| Задание |
Перепишите дословно строки приведенных ниже записей, начиная со строки, содержащей «For the movement-pattern feed, indicate each instance of the fog», и до конца записей, включая обе границы.

| Исходные данные |
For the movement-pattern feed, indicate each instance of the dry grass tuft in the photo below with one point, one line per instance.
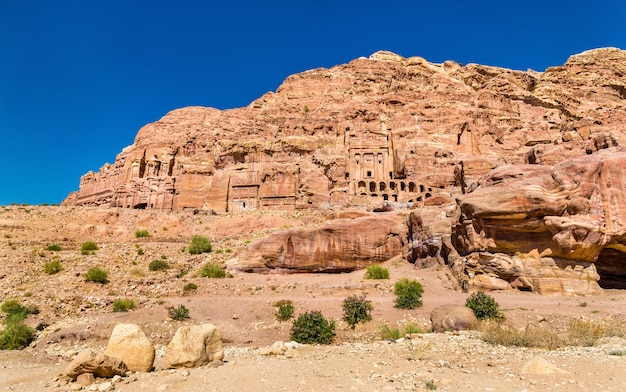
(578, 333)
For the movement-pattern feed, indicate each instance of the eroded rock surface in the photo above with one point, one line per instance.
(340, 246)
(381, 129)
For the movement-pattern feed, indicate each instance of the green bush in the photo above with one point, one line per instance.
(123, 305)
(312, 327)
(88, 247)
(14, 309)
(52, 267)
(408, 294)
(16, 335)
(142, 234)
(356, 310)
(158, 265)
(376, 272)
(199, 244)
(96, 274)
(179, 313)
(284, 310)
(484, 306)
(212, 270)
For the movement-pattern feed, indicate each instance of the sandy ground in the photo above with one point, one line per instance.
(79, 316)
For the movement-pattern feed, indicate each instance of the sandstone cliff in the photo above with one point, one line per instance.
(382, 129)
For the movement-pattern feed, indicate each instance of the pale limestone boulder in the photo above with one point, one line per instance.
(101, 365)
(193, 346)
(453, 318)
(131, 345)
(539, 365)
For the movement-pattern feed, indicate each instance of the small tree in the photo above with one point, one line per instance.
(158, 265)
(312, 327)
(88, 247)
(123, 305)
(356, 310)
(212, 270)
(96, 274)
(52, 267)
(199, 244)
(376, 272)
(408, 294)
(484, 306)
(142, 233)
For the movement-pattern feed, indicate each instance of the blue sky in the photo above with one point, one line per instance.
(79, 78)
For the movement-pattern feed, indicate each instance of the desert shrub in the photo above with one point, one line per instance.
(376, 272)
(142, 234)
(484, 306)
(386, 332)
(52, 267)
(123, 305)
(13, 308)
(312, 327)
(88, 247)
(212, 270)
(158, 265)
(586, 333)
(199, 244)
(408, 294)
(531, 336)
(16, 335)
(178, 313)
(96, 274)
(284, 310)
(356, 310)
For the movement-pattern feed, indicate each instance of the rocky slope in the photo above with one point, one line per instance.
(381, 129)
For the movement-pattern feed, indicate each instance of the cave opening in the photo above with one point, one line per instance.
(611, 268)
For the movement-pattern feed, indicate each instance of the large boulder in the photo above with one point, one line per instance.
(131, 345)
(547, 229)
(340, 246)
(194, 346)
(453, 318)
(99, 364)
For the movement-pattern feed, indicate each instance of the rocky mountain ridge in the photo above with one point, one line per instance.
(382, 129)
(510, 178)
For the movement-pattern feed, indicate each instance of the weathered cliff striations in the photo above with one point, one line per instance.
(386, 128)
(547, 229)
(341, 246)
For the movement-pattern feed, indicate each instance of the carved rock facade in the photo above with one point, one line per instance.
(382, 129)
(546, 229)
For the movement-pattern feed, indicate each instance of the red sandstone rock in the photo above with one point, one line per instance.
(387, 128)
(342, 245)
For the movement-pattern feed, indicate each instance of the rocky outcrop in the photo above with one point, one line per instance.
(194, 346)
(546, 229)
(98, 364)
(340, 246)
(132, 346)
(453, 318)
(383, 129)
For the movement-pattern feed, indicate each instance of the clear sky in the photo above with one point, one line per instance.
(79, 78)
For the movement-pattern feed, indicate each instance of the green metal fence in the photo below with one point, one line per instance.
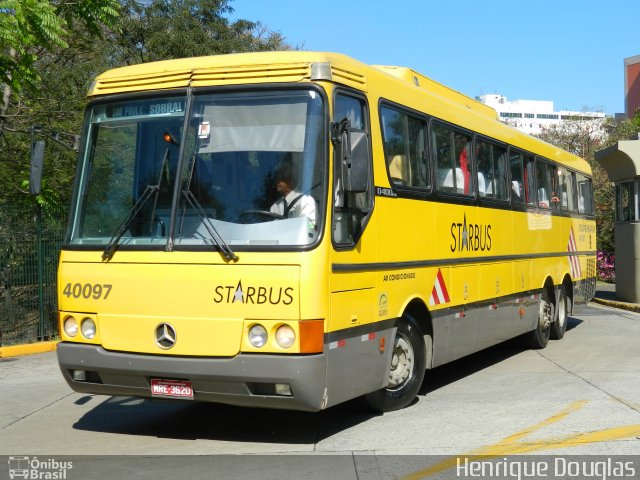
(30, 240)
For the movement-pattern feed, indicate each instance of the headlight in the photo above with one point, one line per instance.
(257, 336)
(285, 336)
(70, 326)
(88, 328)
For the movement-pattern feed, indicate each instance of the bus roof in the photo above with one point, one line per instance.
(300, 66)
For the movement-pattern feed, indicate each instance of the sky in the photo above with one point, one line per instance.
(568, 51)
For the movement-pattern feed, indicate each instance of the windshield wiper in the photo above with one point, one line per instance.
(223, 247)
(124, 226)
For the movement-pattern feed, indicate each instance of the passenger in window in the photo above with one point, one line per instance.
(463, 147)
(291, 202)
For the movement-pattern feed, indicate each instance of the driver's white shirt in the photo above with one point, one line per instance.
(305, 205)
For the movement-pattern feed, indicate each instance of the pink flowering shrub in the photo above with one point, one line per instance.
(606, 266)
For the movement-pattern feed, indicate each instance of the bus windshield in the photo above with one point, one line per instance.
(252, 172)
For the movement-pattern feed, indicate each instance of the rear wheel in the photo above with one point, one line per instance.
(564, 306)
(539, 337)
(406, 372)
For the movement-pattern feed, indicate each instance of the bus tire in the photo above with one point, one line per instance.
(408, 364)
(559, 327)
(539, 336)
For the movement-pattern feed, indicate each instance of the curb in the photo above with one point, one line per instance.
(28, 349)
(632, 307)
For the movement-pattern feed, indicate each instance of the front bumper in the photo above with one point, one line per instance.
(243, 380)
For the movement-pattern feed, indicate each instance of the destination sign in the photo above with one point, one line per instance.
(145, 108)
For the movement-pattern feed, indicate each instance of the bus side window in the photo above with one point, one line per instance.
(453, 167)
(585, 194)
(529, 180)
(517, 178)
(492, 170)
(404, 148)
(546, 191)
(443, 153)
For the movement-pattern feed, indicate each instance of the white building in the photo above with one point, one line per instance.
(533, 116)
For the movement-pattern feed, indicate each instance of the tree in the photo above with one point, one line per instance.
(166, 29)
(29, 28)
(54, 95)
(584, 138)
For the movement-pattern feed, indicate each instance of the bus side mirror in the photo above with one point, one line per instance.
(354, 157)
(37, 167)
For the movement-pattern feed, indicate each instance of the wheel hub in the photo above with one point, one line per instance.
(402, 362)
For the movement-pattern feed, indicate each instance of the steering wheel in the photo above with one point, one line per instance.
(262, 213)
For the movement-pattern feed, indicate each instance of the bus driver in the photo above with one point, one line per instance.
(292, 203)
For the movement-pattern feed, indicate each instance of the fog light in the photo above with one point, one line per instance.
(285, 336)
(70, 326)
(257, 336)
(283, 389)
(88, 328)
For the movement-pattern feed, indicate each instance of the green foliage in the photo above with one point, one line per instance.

| Письменный ответ |
For the movement-pattern feed, indicate each instance of the fog light in the photo above with one point, one line per instance.
(285, 336)
(70, 326)
(257, 336)
(283, 389)
(88, 328)
For the movement-pattern feed, indicate each instance of the green foliage in the photo above with one point, one line per instance.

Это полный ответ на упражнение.